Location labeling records
==================================================

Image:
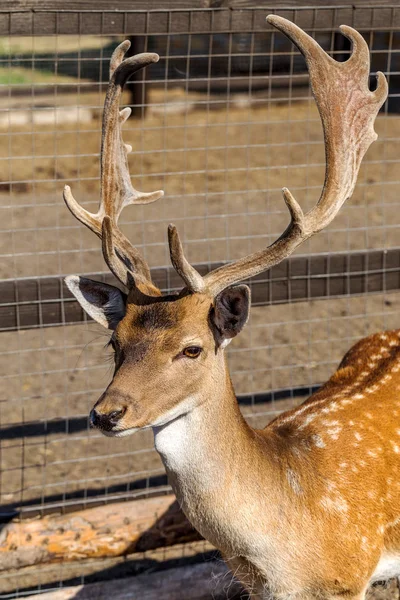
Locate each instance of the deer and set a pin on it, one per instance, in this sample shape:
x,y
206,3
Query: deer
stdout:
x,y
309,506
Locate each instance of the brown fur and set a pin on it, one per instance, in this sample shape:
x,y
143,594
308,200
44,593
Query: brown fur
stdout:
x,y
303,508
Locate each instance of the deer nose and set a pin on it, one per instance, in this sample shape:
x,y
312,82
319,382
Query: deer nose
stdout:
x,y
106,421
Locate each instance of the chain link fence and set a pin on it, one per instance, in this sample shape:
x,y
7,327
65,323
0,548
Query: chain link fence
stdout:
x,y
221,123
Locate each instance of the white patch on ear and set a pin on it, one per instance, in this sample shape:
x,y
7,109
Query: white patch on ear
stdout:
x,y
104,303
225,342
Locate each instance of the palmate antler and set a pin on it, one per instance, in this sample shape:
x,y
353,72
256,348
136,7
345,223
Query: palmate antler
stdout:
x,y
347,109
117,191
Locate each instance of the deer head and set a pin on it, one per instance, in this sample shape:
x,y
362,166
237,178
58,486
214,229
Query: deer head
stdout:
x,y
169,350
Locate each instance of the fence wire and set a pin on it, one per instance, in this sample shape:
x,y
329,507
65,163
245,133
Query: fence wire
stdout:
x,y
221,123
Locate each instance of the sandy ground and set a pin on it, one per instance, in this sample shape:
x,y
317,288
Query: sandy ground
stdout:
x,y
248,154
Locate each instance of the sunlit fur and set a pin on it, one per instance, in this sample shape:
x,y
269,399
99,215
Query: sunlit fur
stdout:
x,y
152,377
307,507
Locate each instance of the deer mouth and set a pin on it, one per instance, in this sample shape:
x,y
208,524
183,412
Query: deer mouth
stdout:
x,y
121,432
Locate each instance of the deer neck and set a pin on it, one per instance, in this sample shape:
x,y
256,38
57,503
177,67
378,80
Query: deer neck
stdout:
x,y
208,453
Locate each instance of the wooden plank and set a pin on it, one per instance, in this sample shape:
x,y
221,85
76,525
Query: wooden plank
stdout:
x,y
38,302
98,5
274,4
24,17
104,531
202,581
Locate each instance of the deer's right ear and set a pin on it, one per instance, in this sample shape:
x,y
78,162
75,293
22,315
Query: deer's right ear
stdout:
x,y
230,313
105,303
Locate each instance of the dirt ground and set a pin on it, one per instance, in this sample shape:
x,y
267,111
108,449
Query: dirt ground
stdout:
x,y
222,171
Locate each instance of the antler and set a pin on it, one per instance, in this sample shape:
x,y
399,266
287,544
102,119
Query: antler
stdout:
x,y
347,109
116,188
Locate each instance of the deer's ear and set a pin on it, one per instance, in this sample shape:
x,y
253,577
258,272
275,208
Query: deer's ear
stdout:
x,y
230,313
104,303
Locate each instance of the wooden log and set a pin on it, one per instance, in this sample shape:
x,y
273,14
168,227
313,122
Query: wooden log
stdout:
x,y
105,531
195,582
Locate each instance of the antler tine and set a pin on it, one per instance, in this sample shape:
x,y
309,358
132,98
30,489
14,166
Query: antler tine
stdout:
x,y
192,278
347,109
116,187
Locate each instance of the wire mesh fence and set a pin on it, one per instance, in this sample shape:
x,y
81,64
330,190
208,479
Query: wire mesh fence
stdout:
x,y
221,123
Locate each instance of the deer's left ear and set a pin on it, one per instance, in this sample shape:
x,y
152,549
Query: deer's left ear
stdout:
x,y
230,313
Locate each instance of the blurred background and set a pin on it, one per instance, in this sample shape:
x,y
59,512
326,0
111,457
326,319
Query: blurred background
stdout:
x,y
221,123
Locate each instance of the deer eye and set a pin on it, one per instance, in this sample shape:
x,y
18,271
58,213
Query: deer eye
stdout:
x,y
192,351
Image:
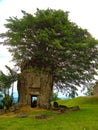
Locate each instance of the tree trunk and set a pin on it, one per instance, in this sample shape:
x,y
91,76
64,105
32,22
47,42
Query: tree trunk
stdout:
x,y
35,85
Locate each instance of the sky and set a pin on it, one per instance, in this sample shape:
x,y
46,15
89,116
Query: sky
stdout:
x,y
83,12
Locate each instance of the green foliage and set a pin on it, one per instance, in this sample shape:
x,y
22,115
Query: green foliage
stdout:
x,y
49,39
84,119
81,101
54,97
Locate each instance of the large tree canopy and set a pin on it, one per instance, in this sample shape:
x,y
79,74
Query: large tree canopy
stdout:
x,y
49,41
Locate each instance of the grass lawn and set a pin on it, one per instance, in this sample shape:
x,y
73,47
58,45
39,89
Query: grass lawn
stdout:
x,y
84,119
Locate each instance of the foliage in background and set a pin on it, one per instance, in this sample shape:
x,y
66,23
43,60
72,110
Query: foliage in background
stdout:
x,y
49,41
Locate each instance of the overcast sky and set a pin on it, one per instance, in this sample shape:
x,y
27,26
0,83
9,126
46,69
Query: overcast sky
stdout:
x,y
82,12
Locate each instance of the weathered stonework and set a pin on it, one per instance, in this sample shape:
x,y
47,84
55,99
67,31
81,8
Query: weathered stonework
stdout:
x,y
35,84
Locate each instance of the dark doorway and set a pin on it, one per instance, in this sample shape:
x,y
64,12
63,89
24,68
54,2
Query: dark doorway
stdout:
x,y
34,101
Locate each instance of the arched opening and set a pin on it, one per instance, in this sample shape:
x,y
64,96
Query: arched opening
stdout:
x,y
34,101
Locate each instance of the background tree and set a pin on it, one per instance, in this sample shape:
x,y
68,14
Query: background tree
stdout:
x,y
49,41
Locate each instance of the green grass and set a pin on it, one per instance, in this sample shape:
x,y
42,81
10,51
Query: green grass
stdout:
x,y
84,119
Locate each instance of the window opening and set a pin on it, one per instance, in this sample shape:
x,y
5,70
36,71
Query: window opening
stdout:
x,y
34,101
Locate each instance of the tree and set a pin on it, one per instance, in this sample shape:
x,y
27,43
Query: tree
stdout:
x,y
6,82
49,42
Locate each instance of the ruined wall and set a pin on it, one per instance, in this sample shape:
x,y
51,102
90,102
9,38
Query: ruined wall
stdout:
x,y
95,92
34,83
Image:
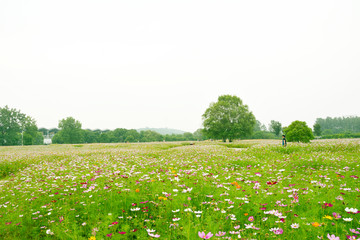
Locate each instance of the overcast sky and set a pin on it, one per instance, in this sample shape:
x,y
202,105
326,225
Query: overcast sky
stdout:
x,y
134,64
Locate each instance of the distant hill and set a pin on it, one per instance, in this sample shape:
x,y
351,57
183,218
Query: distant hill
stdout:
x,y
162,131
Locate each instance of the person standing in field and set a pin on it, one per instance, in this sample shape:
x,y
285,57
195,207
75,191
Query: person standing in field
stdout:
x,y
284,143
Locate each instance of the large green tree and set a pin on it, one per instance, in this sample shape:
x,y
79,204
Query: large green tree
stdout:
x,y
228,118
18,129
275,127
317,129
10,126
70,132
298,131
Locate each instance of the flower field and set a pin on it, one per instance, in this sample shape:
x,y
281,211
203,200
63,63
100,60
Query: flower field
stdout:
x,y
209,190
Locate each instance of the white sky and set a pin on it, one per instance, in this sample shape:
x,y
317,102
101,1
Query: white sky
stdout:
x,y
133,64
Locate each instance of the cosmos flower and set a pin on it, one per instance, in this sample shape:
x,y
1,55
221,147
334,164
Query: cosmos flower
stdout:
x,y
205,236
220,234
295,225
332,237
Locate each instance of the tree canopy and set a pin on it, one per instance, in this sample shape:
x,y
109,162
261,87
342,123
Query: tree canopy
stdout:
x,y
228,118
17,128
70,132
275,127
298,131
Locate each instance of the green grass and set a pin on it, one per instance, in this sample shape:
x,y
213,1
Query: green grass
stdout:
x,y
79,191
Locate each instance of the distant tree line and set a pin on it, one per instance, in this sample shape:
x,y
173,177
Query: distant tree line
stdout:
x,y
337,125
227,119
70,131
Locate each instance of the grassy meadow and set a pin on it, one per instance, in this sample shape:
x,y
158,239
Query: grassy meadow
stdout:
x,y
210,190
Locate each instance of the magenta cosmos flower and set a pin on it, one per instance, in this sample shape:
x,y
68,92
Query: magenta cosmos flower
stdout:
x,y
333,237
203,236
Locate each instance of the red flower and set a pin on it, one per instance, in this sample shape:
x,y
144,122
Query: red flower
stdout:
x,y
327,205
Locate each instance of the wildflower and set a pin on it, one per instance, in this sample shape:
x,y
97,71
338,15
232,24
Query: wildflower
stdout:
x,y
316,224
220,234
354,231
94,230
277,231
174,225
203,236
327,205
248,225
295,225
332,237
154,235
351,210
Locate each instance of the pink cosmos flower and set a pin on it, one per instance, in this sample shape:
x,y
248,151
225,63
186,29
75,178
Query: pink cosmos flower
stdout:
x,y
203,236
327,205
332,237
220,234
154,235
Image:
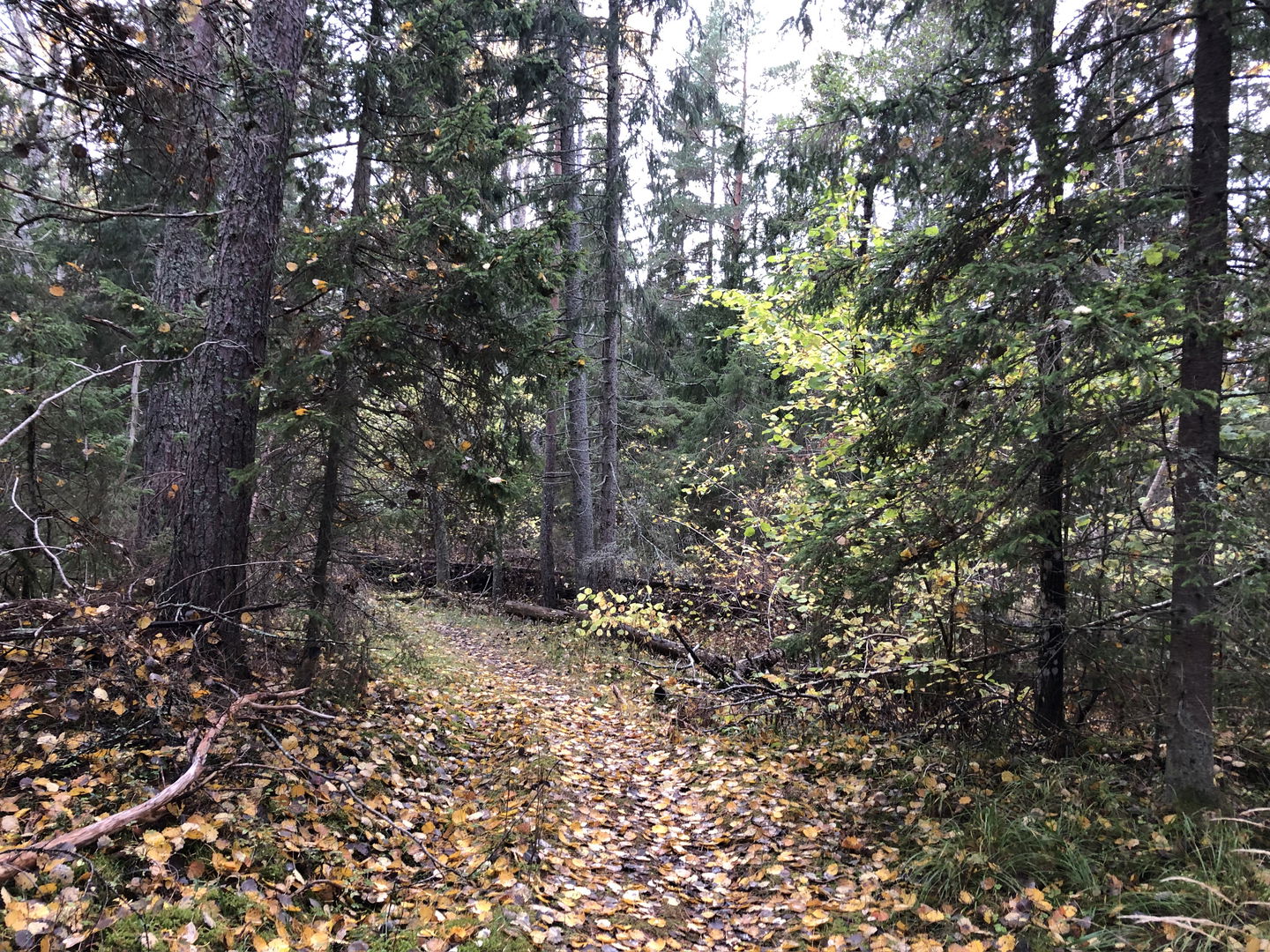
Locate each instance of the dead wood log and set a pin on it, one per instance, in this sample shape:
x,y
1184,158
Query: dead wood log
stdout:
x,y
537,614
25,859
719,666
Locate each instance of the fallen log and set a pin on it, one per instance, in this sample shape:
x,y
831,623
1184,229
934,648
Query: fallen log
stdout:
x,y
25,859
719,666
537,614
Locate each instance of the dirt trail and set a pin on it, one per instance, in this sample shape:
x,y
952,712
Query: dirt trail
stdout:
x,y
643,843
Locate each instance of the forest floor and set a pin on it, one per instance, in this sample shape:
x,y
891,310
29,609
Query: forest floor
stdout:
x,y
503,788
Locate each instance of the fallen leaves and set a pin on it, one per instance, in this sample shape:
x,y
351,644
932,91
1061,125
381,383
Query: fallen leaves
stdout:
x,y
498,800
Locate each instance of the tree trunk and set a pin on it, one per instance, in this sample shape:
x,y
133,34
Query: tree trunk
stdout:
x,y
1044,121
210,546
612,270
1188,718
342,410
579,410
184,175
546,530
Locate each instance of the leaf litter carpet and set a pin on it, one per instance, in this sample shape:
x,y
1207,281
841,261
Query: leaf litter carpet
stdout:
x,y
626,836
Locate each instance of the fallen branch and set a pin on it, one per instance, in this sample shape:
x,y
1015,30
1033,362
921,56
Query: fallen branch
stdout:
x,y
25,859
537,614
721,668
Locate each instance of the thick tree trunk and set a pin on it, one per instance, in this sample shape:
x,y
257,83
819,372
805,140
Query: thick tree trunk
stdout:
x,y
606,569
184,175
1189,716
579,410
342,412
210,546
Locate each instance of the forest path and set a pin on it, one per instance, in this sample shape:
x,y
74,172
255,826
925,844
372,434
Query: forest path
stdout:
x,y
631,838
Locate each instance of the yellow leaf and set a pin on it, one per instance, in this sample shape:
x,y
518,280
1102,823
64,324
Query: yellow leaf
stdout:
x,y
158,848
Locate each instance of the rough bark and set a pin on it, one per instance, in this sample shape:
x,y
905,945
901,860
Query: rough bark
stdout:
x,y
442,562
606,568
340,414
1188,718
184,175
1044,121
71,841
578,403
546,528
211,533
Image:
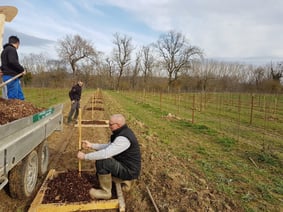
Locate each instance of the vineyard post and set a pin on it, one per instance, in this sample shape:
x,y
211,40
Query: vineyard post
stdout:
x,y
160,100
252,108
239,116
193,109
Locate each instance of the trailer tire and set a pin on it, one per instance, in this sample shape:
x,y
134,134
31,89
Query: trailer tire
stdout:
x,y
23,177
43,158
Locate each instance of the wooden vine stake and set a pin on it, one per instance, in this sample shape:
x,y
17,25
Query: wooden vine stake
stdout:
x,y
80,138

==================================================

WHAT TO PRODUCE: From the line containing "Locate each instance of the trailer" down to the last line, reproduce the records exactly. Include both ends.

FULL SOLUTION:
Locate each instance of the trailer tire and set a pin on it, one per instance, in this sample shape:
x,y
134,134
31,89
Query: trailer tire
stdout:
x,y
23,177
43,158
Locate each instance of the wooden vine stake and set a pin on it, one per instance, in this sample shape:
x,y
17,25
Query: wooden vine stake
stdout:
x,y
80,138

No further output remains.